What is being asked: Repeat the lines of the listing below word for word, starting at the line that contains "Reviewer note: check that each instance of the drainpipe" and ending with the last line of the listing.

Exercise input:
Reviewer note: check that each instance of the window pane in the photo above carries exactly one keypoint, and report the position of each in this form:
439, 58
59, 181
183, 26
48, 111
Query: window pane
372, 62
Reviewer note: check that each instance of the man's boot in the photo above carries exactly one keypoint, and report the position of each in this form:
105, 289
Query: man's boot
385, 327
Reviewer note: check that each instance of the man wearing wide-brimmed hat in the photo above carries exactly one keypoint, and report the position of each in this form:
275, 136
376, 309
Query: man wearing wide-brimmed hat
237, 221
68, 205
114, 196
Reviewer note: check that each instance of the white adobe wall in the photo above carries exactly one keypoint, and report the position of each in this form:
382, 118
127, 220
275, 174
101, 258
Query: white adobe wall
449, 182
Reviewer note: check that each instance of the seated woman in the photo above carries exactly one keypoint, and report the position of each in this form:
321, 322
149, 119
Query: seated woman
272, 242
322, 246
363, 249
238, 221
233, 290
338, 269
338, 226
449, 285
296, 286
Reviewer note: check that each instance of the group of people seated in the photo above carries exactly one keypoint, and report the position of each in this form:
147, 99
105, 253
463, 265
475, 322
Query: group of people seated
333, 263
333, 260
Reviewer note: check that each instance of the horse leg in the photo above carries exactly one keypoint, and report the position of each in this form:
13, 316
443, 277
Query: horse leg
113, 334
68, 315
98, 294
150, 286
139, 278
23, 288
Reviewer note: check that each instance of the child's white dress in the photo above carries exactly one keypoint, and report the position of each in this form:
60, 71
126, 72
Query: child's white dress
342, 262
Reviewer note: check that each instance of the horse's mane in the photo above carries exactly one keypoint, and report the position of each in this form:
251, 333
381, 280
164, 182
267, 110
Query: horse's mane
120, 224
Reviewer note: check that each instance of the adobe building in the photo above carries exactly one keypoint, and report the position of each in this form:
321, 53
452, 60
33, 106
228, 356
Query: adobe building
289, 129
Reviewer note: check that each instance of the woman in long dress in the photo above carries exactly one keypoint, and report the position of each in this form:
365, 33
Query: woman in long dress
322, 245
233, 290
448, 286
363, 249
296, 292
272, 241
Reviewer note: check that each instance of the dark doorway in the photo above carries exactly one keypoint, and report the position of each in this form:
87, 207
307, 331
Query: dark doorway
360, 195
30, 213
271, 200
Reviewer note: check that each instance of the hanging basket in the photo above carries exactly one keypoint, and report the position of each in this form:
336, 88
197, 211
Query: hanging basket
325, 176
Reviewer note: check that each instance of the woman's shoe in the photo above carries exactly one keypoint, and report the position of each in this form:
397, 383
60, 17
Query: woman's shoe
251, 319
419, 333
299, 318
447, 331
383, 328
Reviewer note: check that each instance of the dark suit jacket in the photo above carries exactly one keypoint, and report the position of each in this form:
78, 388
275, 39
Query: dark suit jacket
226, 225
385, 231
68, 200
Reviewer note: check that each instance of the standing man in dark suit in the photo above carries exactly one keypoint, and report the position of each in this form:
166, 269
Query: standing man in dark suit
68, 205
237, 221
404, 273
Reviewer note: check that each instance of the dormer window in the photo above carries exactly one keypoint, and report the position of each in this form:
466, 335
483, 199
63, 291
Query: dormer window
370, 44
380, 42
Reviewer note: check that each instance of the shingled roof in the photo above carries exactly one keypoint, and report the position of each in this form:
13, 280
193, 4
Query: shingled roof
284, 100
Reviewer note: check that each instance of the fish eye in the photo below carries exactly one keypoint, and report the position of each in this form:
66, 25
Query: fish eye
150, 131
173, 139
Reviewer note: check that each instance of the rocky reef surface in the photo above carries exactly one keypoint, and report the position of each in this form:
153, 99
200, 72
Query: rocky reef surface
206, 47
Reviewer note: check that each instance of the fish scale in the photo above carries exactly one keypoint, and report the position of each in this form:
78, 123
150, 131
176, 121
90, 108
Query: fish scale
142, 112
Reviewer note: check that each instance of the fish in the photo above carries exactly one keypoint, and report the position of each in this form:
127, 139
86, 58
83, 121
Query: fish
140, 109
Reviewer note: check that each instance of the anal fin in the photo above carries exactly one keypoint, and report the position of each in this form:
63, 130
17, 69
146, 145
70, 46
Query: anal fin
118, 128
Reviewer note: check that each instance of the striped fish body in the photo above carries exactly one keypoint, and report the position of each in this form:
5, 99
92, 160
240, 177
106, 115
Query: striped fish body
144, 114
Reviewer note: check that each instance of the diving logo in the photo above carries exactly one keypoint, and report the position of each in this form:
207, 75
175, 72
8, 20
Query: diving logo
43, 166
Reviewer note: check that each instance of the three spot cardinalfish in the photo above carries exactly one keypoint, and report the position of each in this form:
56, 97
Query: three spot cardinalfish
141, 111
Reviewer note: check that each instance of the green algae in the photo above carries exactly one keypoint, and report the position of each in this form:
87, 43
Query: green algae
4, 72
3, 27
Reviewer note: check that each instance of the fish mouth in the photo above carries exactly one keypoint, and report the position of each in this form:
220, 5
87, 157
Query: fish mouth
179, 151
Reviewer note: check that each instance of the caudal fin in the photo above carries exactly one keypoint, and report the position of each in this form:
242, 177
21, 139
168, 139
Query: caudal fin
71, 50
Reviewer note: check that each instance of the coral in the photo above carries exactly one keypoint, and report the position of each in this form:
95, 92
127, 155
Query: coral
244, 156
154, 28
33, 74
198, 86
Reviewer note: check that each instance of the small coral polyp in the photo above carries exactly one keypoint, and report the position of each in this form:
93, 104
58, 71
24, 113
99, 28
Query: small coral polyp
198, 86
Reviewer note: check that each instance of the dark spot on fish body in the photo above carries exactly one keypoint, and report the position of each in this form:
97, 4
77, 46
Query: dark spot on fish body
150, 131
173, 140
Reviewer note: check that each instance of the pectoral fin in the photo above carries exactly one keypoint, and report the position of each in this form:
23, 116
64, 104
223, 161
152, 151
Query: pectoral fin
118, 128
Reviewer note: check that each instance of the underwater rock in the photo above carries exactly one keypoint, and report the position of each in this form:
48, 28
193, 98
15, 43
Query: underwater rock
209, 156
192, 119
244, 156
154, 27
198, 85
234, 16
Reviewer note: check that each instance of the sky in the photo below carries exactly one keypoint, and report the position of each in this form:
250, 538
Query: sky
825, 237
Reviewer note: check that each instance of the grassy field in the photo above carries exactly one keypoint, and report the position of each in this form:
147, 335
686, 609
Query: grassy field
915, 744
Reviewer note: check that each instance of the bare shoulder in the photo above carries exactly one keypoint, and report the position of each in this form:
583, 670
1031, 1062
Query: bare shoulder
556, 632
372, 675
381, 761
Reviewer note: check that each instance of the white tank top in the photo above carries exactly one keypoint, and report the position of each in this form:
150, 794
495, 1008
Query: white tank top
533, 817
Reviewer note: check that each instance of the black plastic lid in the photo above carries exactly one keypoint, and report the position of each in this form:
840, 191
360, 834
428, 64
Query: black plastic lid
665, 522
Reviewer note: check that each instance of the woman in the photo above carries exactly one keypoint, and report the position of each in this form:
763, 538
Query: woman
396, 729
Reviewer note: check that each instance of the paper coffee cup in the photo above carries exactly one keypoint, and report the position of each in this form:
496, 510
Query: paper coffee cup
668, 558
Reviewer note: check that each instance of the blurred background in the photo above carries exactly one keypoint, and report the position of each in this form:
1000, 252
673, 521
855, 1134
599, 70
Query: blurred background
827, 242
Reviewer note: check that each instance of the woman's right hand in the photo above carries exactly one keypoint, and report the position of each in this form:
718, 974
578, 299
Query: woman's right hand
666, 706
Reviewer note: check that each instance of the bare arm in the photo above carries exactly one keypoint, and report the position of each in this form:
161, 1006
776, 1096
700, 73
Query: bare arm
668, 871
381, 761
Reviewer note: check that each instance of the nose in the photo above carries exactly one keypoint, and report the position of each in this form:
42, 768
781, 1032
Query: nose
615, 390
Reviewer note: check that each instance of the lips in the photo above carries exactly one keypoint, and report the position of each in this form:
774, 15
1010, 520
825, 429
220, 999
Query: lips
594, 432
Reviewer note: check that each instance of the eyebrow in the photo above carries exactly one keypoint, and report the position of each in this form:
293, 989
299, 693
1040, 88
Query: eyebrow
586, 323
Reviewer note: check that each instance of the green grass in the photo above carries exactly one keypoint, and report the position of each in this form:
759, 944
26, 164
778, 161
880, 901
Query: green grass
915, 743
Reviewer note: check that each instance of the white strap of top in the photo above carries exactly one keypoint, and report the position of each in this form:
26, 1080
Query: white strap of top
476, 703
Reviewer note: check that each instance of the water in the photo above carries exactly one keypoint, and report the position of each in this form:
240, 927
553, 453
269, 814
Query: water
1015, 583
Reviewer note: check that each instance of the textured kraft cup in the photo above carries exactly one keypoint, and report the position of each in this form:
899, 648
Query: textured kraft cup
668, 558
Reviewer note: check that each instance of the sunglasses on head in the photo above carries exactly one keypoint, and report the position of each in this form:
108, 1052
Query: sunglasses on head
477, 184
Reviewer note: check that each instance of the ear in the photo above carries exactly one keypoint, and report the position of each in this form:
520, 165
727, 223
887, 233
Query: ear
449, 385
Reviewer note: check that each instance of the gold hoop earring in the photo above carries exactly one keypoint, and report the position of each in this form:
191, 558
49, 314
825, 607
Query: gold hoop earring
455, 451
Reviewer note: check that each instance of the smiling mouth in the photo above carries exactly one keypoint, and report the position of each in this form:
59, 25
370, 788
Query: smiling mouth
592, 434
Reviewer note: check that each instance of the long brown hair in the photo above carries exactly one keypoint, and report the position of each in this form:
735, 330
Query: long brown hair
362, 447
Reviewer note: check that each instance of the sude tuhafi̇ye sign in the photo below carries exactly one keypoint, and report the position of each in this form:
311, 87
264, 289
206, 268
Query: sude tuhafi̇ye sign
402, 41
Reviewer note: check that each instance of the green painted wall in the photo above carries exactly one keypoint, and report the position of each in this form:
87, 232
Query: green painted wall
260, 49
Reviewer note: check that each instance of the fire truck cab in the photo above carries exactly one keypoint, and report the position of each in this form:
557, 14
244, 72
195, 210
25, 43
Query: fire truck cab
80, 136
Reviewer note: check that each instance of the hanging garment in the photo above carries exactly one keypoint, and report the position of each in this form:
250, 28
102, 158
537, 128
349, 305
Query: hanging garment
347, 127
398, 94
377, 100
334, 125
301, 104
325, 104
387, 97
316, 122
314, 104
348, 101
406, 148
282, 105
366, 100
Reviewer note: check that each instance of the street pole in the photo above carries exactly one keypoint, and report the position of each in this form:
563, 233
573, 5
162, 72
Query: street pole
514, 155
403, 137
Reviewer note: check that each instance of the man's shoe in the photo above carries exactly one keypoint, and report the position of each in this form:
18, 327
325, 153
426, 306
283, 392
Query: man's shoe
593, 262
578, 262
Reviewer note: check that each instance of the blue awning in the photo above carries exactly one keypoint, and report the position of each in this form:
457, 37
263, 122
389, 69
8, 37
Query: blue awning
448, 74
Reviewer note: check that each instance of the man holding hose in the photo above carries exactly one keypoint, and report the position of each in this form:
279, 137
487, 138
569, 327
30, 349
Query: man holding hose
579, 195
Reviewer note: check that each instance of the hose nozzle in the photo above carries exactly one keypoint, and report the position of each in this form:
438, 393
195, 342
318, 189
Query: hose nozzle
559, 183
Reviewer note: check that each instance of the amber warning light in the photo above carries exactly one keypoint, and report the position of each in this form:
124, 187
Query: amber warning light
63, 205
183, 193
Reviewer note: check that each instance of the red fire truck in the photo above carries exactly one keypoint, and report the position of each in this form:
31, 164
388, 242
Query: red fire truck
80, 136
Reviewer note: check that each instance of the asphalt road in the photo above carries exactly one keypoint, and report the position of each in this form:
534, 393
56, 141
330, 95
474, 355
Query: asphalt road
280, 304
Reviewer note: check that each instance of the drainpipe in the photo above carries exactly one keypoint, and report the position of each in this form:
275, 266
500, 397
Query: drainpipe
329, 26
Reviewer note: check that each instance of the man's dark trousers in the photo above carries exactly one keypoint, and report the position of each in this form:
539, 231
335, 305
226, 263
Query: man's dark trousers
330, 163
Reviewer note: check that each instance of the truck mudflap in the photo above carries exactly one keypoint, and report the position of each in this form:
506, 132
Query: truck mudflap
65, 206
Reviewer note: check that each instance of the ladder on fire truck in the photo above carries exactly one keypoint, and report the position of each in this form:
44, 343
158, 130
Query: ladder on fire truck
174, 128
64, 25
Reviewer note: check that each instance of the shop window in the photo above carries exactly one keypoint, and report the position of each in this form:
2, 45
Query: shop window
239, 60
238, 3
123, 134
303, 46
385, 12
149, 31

Answer to the exercise:
Reviewer note: check that each instance of the drainpipe in the photo above carries exactly one keypoint, and report the position of each in this form:
275, 266
500, 397
Query: drainpipe
329, 26
Reviewer note: check that each instance of the man's dark trousers in the photo above carries exactly one keypoint, and report the position of each in this form:
539, 231
335, 305
226, 263
Query: man's dark trousers
330, 163
Reviewer note: check that each instance of the truck mudflap in the photo above carries exactly one keypoint, and report the position of each in this form:
506, 132
Query: truck mudflap
65, 206
Reviewer note: check that each instance of the ladder on fire truck in the photo above carries exactly one keypoint, and report the position of each in this form:
44, 343
158, 130
Query: ladder on fire truck
174, 128
64, 25
Reviewer note: check that each instance of the shop window in the photo above carries exactly one keypoint, and report the position of each in this form:
2, 45
Query: shop window
239, 60
238, 3
123, 134
303, 46
385, 12
149, 31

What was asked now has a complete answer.